* begin Records to process *
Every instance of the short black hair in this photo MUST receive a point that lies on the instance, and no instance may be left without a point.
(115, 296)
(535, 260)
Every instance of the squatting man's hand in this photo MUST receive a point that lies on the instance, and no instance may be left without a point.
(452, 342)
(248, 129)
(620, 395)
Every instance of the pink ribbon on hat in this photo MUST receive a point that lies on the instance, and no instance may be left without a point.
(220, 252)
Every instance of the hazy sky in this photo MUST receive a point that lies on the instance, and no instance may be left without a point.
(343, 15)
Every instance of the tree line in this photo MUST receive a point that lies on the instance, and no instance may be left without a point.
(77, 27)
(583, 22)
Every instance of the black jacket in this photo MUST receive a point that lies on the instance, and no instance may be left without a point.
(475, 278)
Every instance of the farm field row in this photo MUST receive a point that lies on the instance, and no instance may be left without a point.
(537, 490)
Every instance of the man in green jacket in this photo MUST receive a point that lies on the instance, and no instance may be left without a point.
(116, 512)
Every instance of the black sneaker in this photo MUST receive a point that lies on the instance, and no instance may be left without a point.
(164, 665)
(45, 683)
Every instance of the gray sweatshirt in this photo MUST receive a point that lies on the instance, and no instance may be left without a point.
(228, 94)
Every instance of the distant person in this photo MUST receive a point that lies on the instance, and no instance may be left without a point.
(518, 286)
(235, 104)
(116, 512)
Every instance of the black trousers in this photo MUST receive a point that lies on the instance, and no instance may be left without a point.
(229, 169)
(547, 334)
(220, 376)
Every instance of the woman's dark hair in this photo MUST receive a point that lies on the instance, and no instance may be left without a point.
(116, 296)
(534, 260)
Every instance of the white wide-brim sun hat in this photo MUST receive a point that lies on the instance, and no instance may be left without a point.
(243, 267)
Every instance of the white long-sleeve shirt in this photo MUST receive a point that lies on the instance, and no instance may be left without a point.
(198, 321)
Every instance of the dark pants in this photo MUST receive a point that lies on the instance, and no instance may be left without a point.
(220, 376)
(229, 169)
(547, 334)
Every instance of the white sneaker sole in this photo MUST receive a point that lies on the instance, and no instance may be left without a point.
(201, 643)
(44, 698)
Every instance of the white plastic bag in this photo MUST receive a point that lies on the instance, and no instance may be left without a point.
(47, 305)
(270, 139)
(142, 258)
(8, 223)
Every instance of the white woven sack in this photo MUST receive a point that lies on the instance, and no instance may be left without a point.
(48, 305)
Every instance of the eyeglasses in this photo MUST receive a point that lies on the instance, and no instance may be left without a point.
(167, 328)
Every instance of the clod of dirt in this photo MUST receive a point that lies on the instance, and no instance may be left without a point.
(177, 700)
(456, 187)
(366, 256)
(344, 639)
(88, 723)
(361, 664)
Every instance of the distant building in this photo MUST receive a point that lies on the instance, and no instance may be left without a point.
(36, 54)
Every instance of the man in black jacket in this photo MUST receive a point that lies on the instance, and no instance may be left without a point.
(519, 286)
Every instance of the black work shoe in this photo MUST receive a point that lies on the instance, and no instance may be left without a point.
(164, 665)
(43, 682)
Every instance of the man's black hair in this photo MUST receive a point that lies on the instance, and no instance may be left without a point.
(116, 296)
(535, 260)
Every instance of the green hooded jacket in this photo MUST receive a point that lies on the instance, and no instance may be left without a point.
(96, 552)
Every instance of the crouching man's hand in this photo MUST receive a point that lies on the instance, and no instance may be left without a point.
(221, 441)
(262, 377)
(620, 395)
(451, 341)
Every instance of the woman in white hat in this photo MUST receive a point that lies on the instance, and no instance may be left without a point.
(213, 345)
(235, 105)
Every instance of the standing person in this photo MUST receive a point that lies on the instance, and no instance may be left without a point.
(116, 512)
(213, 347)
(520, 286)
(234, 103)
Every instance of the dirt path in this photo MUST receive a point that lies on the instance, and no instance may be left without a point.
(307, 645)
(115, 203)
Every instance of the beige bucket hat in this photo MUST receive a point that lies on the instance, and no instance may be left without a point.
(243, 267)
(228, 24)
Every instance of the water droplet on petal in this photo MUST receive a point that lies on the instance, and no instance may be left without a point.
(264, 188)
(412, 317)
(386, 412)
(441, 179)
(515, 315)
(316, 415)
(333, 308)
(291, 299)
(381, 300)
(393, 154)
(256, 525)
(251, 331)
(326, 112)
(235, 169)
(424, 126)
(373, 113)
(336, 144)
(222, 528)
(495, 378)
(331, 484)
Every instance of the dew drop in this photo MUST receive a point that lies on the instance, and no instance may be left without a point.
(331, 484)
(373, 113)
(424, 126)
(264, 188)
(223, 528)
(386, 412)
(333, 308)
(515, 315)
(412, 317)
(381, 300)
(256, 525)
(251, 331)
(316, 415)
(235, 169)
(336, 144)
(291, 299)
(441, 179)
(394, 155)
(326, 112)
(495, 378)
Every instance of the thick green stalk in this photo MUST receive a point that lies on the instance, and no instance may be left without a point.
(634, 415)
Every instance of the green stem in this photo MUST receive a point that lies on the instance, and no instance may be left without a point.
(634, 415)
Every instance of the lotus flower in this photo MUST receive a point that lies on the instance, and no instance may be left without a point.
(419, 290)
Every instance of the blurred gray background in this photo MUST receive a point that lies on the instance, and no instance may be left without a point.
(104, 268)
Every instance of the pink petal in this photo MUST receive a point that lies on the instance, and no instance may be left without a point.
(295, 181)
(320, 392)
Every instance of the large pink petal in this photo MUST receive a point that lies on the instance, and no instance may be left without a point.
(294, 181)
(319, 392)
* end Records to process *
* begin Records to process *
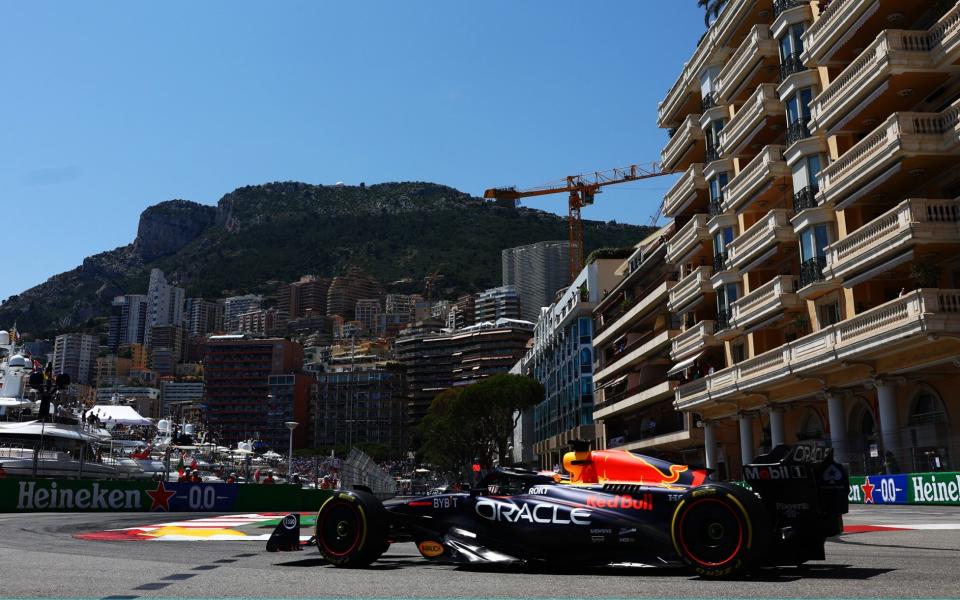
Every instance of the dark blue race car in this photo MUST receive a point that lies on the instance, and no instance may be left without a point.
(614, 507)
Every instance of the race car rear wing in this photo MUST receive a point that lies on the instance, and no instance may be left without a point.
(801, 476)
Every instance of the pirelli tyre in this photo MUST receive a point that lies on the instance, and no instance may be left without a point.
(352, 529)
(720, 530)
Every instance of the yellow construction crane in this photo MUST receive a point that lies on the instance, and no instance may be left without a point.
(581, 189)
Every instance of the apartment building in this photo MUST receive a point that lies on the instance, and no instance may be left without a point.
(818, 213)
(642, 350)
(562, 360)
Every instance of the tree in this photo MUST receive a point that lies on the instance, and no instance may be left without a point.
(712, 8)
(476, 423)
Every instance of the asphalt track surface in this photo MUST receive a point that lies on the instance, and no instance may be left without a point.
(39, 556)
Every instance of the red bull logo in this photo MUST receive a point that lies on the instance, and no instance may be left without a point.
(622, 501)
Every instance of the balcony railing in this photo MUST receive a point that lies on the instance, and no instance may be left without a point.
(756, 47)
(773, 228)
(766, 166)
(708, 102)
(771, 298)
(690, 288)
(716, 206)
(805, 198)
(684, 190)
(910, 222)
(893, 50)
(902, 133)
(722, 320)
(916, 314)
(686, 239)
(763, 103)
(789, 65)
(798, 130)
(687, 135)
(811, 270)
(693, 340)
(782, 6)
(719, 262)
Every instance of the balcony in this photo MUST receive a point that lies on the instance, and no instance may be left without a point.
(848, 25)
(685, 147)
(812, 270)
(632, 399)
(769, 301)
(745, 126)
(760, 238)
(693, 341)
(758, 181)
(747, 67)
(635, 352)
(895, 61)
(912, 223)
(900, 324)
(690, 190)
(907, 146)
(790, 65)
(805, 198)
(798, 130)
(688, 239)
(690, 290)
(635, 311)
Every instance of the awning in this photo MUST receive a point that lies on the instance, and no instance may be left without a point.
* end Records to process *
* begin Records to process *
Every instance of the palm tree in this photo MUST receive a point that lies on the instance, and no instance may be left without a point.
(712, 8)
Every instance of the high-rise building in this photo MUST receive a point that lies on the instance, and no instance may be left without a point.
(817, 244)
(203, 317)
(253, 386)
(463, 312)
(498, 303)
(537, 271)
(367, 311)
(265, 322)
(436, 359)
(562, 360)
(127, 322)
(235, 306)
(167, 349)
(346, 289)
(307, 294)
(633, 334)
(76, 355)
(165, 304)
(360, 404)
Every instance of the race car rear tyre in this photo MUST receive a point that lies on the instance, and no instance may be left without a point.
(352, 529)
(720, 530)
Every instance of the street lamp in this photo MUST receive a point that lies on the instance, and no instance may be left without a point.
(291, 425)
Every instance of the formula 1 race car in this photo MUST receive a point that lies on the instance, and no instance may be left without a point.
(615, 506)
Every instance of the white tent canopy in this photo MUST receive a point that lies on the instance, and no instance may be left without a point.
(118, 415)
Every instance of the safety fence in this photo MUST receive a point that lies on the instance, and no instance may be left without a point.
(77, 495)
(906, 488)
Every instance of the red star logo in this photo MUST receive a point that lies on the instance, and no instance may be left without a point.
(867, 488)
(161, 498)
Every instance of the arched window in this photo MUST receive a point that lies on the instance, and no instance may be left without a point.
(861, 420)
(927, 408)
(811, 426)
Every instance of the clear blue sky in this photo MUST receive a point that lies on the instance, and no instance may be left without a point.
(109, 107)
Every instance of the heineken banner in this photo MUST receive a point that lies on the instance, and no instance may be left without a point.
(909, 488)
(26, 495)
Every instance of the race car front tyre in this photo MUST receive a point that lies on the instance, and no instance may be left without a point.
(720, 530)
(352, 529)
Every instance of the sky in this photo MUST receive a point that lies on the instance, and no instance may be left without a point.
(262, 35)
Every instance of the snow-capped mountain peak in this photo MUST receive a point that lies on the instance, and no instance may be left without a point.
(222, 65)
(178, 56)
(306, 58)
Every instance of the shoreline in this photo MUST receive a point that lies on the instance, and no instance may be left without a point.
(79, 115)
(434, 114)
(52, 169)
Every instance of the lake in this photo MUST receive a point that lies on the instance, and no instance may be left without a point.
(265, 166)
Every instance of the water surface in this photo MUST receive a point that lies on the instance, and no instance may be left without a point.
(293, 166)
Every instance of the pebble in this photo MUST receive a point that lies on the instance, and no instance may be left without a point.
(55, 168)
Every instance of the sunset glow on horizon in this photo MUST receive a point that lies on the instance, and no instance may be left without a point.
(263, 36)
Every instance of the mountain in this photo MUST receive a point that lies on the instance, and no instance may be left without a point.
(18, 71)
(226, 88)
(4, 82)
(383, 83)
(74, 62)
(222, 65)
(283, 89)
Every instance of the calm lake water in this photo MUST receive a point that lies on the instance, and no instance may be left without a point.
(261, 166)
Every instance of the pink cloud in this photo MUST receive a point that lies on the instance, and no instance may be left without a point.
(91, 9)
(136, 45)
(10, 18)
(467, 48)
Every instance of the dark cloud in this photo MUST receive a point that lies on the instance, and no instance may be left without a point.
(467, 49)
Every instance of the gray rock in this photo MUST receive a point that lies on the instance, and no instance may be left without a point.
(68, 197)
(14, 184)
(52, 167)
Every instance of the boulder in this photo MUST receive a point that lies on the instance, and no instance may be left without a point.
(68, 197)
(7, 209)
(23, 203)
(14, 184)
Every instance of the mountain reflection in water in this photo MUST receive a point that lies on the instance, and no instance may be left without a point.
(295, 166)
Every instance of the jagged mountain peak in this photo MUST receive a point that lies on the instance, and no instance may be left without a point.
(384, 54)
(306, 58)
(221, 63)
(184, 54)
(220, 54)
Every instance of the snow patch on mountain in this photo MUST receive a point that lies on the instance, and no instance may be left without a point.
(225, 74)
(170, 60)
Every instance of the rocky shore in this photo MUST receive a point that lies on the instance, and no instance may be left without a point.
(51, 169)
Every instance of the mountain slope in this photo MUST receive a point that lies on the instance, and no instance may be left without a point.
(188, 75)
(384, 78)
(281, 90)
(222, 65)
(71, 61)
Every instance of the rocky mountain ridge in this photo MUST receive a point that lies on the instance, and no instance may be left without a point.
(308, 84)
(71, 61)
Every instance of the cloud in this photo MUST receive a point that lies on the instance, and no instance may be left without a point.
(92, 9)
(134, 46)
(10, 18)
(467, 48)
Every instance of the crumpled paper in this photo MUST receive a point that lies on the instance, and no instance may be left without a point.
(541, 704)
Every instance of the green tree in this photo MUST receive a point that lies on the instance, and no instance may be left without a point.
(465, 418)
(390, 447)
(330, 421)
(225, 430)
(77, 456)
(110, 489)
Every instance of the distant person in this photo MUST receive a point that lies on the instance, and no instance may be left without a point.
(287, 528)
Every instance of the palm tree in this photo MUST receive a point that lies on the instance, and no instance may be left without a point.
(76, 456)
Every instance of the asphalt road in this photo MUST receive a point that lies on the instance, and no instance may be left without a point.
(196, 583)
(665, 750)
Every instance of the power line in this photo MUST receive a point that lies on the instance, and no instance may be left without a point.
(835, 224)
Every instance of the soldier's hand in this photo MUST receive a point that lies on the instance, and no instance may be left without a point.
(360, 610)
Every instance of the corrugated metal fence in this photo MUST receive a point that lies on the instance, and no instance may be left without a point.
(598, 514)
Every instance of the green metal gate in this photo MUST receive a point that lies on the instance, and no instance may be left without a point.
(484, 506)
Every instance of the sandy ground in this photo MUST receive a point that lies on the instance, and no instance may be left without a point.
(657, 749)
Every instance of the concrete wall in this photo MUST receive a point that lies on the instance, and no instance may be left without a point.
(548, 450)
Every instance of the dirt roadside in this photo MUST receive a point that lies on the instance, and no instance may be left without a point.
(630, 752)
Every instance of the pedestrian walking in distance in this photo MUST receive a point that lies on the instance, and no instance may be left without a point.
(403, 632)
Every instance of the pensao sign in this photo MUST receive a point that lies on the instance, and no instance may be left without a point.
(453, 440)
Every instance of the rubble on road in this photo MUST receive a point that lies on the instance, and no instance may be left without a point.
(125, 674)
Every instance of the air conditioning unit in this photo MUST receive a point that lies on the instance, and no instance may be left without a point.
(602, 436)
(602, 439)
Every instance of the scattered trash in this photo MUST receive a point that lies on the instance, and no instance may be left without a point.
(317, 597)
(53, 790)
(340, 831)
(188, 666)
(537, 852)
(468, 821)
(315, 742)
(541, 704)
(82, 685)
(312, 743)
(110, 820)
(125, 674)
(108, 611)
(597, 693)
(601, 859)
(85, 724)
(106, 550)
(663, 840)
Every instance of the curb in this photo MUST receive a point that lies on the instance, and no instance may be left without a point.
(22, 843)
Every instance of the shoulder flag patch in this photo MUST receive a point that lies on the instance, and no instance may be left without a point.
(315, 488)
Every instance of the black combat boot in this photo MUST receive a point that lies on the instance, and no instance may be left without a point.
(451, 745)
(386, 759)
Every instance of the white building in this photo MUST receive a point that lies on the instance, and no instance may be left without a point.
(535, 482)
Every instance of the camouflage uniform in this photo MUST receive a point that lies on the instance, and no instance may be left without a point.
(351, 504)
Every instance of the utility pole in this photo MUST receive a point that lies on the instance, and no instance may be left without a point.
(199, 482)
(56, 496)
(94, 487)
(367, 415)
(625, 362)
* end Records to process *
- _Work to complete_
Extract each line above that contains the string "tyre" and copy it in full.

- _Task response_
Every instance of the pirelli tyre in this photo MUST receive a point that lies on the instance, and no instance may be left without a point.
Every instance of the race car rear tyre in this photo MUST receive a point that lies on the instance, and no instance may be left without a point.
Every instance of the race car front tyre in this photo MUST receive a point that lies on the instance, and no instance may be left without a point.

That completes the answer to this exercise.